DOCUMENT SEGMENT
··········

The most important change is that we decided to use ‘PyTorch’ for several reasons. First, ‘PyTorch’ is a very flexible and stable machine learning framework. At the moment, most new architectures are based on ‘PyTorch’ as can be seen on Hugging Face. Currently (11th November 2024) there are 190,237 models for this framework compared to 13,346 models for ‘tensorflow’. Second, ‘PyTorch’ provides an easy installation and supports native GPU acceleration on Linux and Windows while tensorflow supports native GPU support only on Linux and for Windows only in version 2.10 or lower. Fourth, keras, which was an important element of ‘tensorflow’, changed to a multi-back-end framework. However, keras 3.0 does not have a native Windows support. Since we assume that many educational researchers use either Windows or Mac and are not familiar with more complex system configurations (such as using Windows subsystem for Linux (WSL)), this is problematic.

In addition, we changed the algorithm for saving and loading models, data, and objects to ensure that models trained with the package are working within future versions of aifeducation and can be updated to new developments. This is also necessary to allow reproducibility of models and research based on these models. To achieve this goal we had to make some changes for models created with version 0.3.3 or lower. If you still need these models, please install an older version of aifeducation.

The following changes have been made:

Major Changes

The core machine learning framework is now ‘PyTorch’. ‘Tensorflow’ is still supported but only for some models and limited to version 2.15. Further implementation and support for ‘tensorflow’ models is currently not planned. We decided to base the package on ‘PyTorch’ because this framework is widely used in research, is very flexible, provides a broad GPU support, and offers more stable code across versions.
Implemented a new mechanic and new methods for all objects allowing objects that were created with an older version of the package to update to the current version during loading.
Removed the bag-of-words models from the package in order to focus the package on approaches which use AI.

Installation and Configuration

Added a new function for a convenient installation of ‘python’ and ‘pytorch’.

Transformer Models

Complete rewrite of all transformer functions into a modern object-oriented approach with R6 classes (AIFETransformerMaker).
Functions of type create_xxx_model and train_xxx_model are now deprecated.
Added support for MPNet with ‘pytorch’ and ‘tensorflow’.

TEFeatureExtractor

Adding TEFeatureExtractor as a new class for ‘pytorch’ only.
TEFeatureExtractor are auto-encoders that can be used to reduce the number of features of text embeddings before passing them onto classifiers. Their aim is to reduce computational time and/or increase performance of classifiers.

TextEmbeddingClassifiers

TEClassifierRegular replaces TextEmbeddingClassifierNeuralNet. This new class provides additional methods and fixes a bug for pytorch models used to predict two classes.
TextEmbeddingClassifierNeuralNet is now deprecated.
Added TEClassifierProtoNet which is a classifier that applys methods of meta-learning based on ProtoNets.

··········

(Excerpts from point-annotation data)
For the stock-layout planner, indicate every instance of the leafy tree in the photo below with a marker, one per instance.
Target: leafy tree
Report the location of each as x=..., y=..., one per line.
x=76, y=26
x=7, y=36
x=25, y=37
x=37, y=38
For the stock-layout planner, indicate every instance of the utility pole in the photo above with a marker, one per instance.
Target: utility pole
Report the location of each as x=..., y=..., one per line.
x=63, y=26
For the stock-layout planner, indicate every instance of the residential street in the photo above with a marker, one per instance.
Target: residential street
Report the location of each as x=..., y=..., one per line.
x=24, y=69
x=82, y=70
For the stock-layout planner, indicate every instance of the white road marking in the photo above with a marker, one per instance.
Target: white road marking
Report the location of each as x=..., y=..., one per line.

··········

Carry on the aifeducation release notes from the point where they stop. The records were taken from a different source than the release notes.

In comparison to TextEmbeddingClassifierNeuralNet, the training loop for the new classes was altered and reduced in its complexity for users. For example, only the type of pseudo-labeling described by Cascante-Bonilla et al. (2020) is now implemented and at the same type the technique described by Lee (2013) was removed. In addition, it is now possible to add synthetic cases within every step of pseudo-labeling. See the vignettes for more details.

Graphical User Interface Aifeducation Studio

Complete rewrite of the user interface based on bslib while removing the dependencies to shinydashboard.
User interface only supports pytorch and no longer tensorflow.
Implemented long running tasks such as training a transformer as a shiny ExtendedTask. This allows the computation of the task in the background and the shiny app to stay responsive. This, in turn, avoids “greying out” of the app.
Implemented a new reporting system for providing a feedback to the user during computations.

Data Management

Introduced two new classes LargeDataSetForTextEmbeddings and LargeDataSetForText based on the python libraries ‘arrow’ and ‘datasets’ allowing to store and use data that would not fit into memory. LargeDataSetForText stores raw texts while LargeDataSetForTextEmbeddings contain text embeddings.
Added support to all AI models for these new kinds of objects to allow training with large data sets.
Added new methods to objects of class EmbeddedTexts (e.g. for converting EmbeddedTexts into a LargeDataSetForTextEmbeddings). See the corresponding documentation for more details.
The function combine_embeddings is now deprecated. Please use the corresponding method of EmbeddedTexts.

Saving and Loading

Introduced save_to_disk and load_from_disk as the new core functions for saving and loading objects and models of this package.
Functions load_ai_model and save_ai_model are now deprecated. Please use these functions only for models created with version 0.3.3 or lower.

Further Changes

Removed the dependencies to package abind and irr.
Updated vignettes.

aifeducation 0.3.3

Graphical User Interface Aifeducation Studio

Fixed a bug concerning the IDs of .pdf and .csv files. Now the IDs are correctly saved within a text collection file.
Fixed a bug while checking for the selection of at least one file type during creation of a text collection.

TextEmbeddingClassifiers

Fixed the process for checking if TextEmbeddingModels are compatible.

Python Installation

Fixed a bug which caused the installation of incompatible versions of keras and Tensorflow.

Further Changes

Removed quanteda.textmodels as necessary library for testing the package.
Added a dataset for testing the package based on Maas et al. (2011).

aifeducation 0.3.2

TextEmbeddingClassifiers

Fixed a bug in GlobalAveragePooling1D_PT. Now the layer makes a correct pooling. This change has an effect on PyTorch models trained with version 0.3.1.

TextEmbeddingModel

Replaced the parameter ‘aggregation’ with three new parameters allowing to explicitly choose the start and end layer to be included in the creation of embeddings. Furthermore, two options for the pooling method within each layer is added (“CLS” and “Average”).
Added support for reporting the training and validation loss during training the corresponding base model.

Transformer Models

Fixed a bug in the creation of all transformer models except funnel. Now choosing the number of layers is working.
A file ‘history.log’ is now saved within the model’s folder reporting the loss and validation loss during training for each epoch.

EmbeddedText

Changed the process for validating if EmbeddedTexts are compatible. Now only the model’s unique name is used for the validation.
Added new fields and updated methods to account for the new options in creating embeddings (layer selection and pooling type).

Graphical User Interface Aifeducation Studio

Adapted the interface according to the changes made in this version.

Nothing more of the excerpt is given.